> [Information shown]:
▬▬▬▬▬▬▬▬▬▬

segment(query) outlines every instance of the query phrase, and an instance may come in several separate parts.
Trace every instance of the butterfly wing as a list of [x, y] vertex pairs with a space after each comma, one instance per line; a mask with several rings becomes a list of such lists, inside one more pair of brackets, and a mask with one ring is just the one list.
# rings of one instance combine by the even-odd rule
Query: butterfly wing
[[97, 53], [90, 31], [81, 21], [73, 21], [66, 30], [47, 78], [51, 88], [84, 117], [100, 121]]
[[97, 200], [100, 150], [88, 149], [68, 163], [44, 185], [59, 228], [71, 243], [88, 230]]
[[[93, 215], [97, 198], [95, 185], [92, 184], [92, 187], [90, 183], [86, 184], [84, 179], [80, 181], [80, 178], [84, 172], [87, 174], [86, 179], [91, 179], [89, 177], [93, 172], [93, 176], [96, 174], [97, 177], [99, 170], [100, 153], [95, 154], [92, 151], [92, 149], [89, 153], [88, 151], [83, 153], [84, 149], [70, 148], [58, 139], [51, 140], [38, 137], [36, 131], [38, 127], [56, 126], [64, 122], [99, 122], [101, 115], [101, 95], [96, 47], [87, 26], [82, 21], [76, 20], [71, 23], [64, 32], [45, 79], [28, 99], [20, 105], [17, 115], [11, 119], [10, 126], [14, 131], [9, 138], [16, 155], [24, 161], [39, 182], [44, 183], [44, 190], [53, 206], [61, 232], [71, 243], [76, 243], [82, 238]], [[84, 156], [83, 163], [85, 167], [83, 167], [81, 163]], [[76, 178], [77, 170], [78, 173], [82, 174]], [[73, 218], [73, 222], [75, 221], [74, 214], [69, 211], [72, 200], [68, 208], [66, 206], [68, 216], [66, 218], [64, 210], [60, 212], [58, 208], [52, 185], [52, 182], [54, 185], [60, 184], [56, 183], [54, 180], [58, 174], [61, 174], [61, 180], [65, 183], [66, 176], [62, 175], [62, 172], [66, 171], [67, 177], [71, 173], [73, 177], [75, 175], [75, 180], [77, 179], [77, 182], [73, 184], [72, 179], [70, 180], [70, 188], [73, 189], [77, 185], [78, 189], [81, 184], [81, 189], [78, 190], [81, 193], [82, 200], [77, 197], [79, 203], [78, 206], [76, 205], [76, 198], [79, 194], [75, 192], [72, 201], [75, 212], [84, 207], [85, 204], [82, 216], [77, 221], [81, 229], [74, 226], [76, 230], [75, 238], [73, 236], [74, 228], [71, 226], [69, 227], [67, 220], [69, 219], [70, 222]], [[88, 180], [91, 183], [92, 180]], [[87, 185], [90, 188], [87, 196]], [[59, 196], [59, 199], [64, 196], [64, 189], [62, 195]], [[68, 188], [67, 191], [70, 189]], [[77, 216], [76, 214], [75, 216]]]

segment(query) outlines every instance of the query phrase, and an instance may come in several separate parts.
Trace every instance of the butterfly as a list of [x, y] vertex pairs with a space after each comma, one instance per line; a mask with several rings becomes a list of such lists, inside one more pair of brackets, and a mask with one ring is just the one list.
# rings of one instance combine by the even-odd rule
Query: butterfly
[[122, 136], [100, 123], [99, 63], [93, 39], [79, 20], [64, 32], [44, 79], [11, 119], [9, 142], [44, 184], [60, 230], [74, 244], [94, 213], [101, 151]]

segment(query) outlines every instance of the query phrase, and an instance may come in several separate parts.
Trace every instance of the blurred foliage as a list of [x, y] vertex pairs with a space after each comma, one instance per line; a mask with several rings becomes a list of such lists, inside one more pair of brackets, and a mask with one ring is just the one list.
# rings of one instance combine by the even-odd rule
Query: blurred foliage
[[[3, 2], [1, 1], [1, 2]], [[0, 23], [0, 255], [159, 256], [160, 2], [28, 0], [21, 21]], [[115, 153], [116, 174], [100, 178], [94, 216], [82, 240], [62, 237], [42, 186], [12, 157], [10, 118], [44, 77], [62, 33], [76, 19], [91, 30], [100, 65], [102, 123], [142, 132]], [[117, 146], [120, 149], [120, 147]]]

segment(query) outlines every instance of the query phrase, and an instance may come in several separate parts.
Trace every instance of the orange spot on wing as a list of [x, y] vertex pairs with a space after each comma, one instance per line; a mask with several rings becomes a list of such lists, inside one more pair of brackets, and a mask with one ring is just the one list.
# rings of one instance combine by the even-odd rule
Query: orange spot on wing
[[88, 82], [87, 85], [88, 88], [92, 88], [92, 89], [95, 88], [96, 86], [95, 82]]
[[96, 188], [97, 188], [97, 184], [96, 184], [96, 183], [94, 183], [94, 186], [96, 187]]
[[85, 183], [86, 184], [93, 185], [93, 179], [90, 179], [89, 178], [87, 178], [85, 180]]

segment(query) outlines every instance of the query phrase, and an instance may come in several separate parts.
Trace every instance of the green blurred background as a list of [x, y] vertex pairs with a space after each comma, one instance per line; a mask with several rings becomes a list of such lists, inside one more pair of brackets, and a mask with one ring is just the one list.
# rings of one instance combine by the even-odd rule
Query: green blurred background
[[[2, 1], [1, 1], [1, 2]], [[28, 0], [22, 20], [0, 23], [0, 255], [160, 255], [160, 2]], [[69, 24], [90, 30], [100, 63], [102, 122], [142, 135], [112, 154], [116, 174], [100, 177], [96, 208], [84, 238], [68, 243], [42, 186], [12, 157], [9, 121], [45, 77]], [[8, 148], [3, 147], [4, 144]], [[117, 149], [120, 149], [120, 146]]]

▬▬▬▬▬▬▬▬▬▬

> [What is asked]:
Print every entry exactly as it appears.

> [Worked solution]:
segment(query) outlines every instance of the query phrase, and an instance may come in several separate parts.
Trace every instance of the butterfly wing as a list of [x, y] vertex pairs with a space after each comma, one instance per line; a mask with several rings becomes a list of such lists, inside one more pair of brackets, and a mask with one ring is just the one list.
# rings of one instance combine by the even-odd rule
Query: butterfly wing
[[97, 53], [90, 31], [81, 21], [73, 21], [66, 30], [47, 78], [51, 88], [84, 117], [100, 121]]
[[97, 200], [100, 150], [88, 149], [68, 163], [44, 185], [59, 228], [71, 243], [88, 230]]
[[[93, 215], [97, 198], [95, 185], [92, 184], [92, 187], [90, 183], [86, 184], [84, 179], [80, 181], [80, 178], [84, 172], [87, 174], [86, 179], [91, 179], [89, 177], [93, 172], [93, 176], [96, 174], [97, 177], [99, 170], [100, 153], [95, 154], [92, 151], [92, 149], [89, 153], [88, 151], [83, 153], [84, 149], [70, 148], [58, 139], [51, 140], [38, 137], [36, 131], [38, 127], [56, 126], [64, 122], [99, 122], [101, 115], [101, 95], [96, 47], [87, 26], [82, 21], [76, 20], [71, 23], [64, 32], [45, 79], [28, 99], [20, 105], [17, 115], [11, 119], [10, 126], [14, 131], [9, 138], [16, 155], [24, 161], [39, 182], [44, 183], [44, 190], [53, 206], [61, 232], [71, 243], [76, 243], [82, 238]], [[84, 156], [83, 163], [85, 167], [83, 167], [81, 163]], [[76, 178], [77, 170], [78, 173], [82, 174]], [[73, 218], [73, 222], [75, 221], [74, 214], [69, 211], [72, 200], [68, 208], [66, 206], [68, 216], [66, 218], [64, 210], [60, 212], [58, 208], [52, 185], [52, 182], [54, 185], [60, 184], [56, 183], [54, 180], [58, 174], [61, 174], [61, 180], [65, 183], [66, 176], [62, 175], [62, 172], [66, 171], [67, 177], [71, 173], [73, 177], [75, 175], [75, 180], [77, 179], [77, 182], [73, 184], [72, 179], [70, 180], [70, 188], [73, 189], [77, 185], [78, 189], [81, 184], [81, 189], [78, 190], [81, 193], [82, 200], [77, 197], [79, 203], [78, 206], [76, 205], [76, 198], [79, 194], [75, 192], [72, 201], [75, 212], [84, 207], [85, 204], [82, 216], [77, 221], [81, 229], [74, 226], [76, 230], [75, 238], [73, 236], [74, 228], [71, 226], [69, 227], [67, 220], [69, 219], [70, 222]], [[88, 180], [91, 183], [92, 180]], [[87, 185], [90, 188], [87, 196]], [[59, 196], [59, 199], [64, 196], [64, 189], [62, 195]], [[68, 188], [67, 191], [70, 189]], [[77, 216], [76, 214], [75, 216]]]

segment(query) outlines every instance of the query phrase, and an instance may come in several separate parts.
Trace every instance of the butterfly as a list of [x, y] vertex pairs with a space after each comma, one instance per line; a mask with several rings becomes a list of such lists, inside one more pair of brackets, and a mask with one ring is just the one list.
# rings of one instance combine by the even-odd rule
Query: butterfly
[[122, 136], [100, 123], [99, 63], [93, 39], [79, 20], [64, 32], [44, 79], [11, 119], [9, 142], [44, 184], [60, 230], [74, 244], [94, 213], [101, 151]]

segment(query) outlines every instance of the query phrase, and an instance may come in several separate parts.
Trace every instance of the blurred foliage as a list of [x, y] vertex pairs with a space after each comma, one instance per line; a mask with several rings becomes a list of such lists, inside one more pair of brackets, and a mask with one ring is just the one list.
# rings of one instance combine by the even-odd rule
Query: blurred foliage
[[[3, 2], [1, 1], [1, 2]], [[0, 23], [0, 255], [159, 256], [160, 2], [28, 0], [21, 21]], [[115, 153], [116, 174], [100, 178], [94, 216], [82, 240], [62, 237], [42, 186], [12, 157], [10, 118], [44, 77], [62, 33], [76, 19], [91, 30], [100, 65], [102, 123], [142, 132]], [[117, 146], [120, 149], [120, 147]]]

segment(query) outlines every instance of the query phrase, and an instance may come in several separate parts.
Trace every instance of the orange spot on wing as a list of [x, y] vertex pairs with a space after each comma, one instance per line; a mask with several rings becomes a list of such lists, inside one more pair of brackets, and a mask with one ring is just the one list.
# rings of one instance combine by the even-odd rule
Query: orange spot on wing
[[88, 82], [87, 85], [88, 88], [92, 88], [92, 89], [95, 88], [96, 86], [95, 82]]
[[96, 188], [97, 188], [97, 184], [96, 184], [96, 183], [94, 183], [94, 186], [96, 187]]
[[85, 183], [86, 184], [93, 185], [93, 179], [90, 179], [89, 178], [87, 178], [85, 180]]

segment(query) outlines every instance of the query phrase, and an instance may come in several separate parts.
Trace every instance of the green blurred background as a list of [x, y] vertex pairs with a space after each comma, one instance per line; a mask with several rings becomes a list of such lists, inside one more pair of brackets, and a mask with one ring is just the one list.
# rings of one instance combine by the even-odd rule
Query: green blurred background
[[[2, 1], [1, 1], [1, 2]], [[28, 0], [22, 20], [0, 23], [0, 255], [160, 255], [160, 2]], [[69, 24], [90, 30], [100, 63], [102, 122], [142, 135], [112, 154], [116, 174], [100, 177], [96, 208], [84, 238], [68, 243], [42, 186], [12, 157], [9, 121], [45, 77]], [[8, 148], [3, 147], [4, 144]], [[117, 149], [120, 149], [120, 146]]]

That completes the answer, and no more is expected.